Complete the following:
1. In the blog post below, which Mannheim Steamroller LP closed out the set of piano music?
2. Reproduce everything in the blog post from "I queued up" down to "of Erik Satie.", word for word.

Supplied text:
────

Celebrating our 100th Post – Silence and Empty Words

Pencils ready!

Dear readers,

This is officially the 100th entry at The Innerspace Connection.  I have wonderful things planned for the coming month, featuring more great music and original content.  Innerspace has grown significantly in its readership in the last few years, and now I’m looking to you to find out what content you’d like to see in the next 100 posts.

I’m reaching out every active reader and passive lurker who follows this blog to answer this quick-and-easy 9-question survey.  Your responses will help me deliver the content you’re looking for in the future.   Thank you!

Click here and take the survey now!

It was a wonderful weekend.  My girlfriend spend it spinning Franz Liszt LPs,  and I picked up the next installment of John Cage’s lectures and writings for my library.

I queued up one of my new genre autoplaylists of modern-classical piano works while I read.  The list consisted of composers like Zazie Von Einem Anderen Stern, Ólafur Arnalds, Dustin O’Halloran (who you likely know from his collaboration with Adam Wiltzie performing as A Winged Victory for the Sullen), and selections from Reinbert De Leeuv performing the early piano works of Erik Satie.

This put me in a nostalgic Windham Hill mood, so I also threw in George Winston’s simple but enjoyable piano solos into the mix.  I finished off the set with the Interludes LP from Mannheim Steamroller which excerpts all the interludes from the Fresh Aire series of albums.  All in all excellent “thinking music” for a summer afternoon exploring the compositional processes of John Cage.

────

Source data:
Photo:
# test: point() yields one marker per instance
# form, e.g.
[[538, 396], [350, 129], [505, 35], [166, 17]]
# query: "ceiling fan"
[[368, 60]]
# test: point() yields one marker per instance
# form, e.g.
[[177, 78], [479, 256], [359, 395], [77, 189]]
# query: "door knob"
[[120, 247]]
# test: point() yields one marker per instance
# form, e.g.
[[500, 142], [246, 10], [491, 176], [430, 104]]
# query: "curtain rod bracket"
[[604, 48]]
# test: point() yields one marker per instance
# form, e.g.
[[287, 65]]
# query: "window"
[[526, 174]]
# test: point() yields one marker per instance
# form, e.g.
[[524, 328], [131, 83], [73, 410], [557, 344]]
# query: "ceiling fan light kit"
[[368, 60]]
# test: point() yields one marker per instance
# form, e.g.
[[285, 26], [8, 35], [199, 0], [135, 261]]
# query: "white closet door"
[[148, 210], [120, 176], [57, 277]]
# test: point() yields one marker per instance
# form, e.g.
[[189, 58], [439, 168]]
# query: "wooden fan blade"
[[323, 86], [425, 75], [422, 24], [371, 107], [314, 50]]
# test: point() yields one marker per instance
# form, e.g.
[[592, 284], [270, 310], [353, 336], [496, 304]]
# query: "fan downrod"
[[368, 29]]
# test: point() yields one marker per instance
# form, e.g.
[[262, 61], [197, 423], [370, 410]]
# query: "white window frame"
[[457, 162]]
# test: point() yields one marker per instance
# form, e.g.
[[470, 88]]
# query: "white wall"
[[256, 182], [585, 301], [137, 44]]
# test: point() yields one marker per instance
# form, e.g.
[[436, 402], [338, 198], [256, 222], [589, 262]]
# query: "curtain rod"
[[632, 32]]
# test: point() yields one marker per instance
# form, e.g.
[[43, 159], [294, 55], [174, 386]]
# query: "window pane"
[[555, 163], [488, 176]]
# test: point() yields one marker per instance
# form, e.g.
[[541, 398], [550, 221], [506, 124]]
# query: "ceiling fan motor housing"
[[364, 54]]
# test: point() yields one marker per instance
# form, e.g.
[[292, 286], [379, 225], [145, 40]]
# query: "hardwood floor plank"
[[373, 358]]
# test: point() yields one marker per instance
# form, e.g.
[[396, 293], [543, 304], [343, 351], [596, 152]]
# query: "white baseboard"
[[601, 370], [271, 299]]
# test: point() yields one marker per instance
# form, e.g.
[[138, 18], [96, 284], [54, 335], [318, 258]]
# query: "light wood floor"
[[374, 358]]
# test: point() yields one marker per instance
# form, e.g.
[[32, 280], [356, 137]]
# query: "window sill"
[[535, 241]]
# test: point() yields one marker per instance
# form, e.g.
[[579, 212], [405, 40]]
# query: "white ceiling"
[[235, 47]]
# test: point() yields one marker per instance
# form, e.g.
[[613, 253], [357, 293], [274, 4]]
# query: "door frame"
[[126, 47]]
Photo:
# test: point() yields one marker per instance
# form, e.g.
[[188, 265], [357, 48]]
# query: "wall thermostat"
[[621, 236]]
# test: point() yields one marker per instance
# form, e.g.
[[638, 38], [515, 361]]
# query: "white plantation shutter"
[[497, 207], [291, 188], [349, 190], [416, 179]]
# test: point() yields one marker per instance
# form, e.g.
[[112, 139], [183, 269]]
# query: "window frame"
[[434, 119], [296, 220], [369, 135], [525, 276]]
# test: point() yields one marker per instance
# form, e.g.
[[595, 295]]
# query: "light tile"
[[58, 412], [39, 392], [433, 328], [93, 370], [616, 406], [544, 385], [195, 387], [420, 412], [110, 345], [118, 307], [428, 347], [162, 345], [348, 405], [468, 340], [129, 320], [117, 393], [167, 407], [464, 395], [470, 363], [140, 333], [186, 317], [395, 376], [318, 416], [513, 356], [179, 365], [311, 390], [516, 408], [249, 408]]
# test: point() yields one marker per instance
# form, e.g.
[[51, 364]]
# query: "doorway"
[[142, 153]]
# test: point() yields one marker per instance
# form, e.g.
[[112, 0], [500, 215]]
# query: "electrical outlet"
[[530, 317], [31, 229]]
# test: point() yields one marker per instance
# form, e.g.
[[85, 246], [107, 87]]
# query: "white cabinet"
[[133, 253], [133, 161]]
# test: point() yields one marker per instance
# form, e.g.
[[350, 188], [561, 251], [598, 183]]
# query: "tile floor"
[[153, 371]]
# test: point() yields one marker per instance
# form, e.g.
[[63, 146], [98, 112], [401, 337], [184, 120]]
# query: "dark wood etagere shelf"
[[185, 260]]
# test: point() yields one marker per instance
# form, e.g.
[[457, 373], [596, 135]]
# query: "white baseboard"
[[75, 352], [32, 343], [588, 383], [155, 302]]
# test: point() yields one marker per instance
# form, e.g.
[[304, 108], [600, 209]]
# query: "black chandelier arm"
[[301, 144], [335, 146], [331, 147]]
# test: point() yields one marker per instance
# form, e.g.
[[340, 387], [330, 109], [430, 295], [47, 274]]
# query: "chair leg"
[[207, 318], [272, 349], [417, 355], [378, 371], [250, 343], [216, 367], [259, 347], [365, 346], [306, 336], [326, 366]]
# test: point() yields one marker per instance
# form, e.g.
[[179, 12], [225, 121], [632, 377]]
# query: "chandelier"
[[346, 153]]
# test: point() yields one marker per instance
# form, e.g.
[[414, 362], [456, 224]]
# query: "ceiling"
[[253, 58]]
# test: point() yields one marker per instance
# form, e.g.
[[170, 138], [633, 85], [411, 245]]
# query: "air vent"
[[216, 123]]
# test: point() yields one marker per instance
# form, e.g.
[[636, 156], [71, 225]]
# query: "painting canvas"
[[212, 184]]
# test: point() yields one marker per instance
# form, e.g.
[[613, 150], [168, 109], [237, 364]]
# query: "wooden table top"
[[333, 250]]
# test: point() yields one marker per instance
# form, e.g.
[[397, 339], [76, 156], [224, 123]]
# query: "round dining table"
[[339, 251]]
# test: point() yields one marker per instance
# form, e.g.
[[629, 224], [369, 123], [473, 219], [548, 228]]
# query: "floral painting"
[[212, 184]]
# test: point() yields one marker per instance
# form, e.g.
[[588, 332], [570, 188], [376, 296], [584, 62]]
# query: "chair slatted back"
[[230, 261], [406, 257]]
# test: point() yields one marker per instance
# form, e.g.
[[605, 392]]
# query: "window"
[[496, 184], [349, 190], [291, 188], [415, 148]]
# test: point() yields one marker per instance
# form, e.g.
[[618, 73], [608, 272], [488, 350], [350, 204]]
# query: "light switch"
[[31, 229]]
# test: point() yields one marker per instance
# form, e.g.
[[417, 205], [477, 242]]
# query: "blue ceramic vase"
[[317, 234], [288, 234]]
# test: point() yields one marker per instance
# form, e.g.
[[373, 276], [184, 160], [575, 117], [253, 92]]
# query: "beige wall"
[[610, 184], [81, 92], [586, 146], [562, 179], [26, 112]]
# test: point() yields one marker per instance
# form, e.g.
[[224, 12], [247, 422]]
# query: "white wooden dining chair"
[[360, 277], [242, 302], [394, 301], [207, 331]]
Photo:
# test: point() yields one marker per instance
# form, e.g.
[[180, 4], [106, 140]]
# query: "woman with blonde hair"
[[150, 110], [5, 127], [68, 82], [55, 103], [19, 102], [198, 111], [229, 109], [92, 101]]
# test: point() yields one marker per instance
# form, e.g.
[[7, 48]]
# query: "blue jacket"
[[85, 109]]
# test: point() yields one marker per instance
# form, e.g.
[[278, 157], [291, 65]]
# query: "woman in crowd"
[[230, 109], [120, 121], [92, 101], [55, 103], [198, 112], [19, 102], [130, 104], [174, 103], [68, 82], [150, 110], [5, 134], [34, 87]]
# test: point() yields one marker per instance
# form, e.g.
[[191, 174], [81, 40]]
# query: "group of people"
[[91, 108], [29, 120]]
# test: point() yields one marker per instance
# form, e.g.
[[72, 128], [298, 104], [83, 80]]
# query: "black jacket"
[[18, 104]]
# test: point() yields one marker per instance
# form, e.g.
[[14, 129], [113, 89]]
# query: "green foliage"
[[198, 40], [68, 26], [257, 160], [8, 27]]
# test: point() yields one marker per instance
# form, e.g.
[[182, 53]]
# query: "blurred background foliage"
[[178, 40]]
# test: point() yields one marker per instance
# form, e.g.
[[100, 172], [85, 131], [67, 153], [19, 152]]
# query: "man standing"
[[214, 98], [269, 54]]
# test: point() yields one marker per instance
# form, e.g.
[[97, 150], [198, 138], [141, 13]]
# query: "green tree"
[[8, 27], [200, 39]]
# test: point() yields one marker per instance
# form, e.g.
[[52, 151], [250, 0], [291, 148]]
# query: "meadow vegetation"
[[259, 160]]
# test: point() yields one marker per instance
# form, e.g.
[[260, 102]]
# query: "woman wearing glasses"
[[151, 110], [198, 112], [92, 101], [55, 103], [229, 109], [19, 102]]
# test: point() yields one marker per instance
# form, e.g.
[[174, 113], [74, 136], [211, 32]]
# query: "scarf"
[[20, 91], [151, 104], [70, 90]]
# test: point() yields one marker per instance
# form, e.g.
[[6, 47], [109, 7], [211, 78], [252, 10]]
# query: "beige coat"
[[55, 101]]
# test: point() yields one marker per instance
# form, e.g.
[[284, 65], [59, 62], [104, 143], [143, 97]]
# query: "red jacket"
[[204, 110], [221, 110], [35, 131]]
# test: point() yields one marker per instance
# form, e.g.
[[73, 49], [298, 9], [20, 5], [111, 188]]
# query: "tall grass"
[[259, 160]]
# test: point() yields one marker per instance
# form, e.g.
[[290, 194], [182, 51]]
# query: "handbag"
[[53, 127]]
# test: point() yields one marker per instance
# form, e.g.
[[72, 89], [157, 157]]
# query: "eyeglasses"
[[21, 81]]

────

Correct answers:
1. The Interludes LP, which excerpts all the interludes from the Fresh Aire series of albums.

2.
I queued up one of my new genre autoplaylists of modern-classical piano works while I read.  The list consisted of composers like Zazie Von Einem Anderen Stern, Ólafur Arnalds, Dustin O’Halloran (who you likely know from his collaboration with Adam Wiltzie performing as A Winged Victory for the Sullen), and selections from Reinbert De Leeuv performing the early piano works of Erik Satie.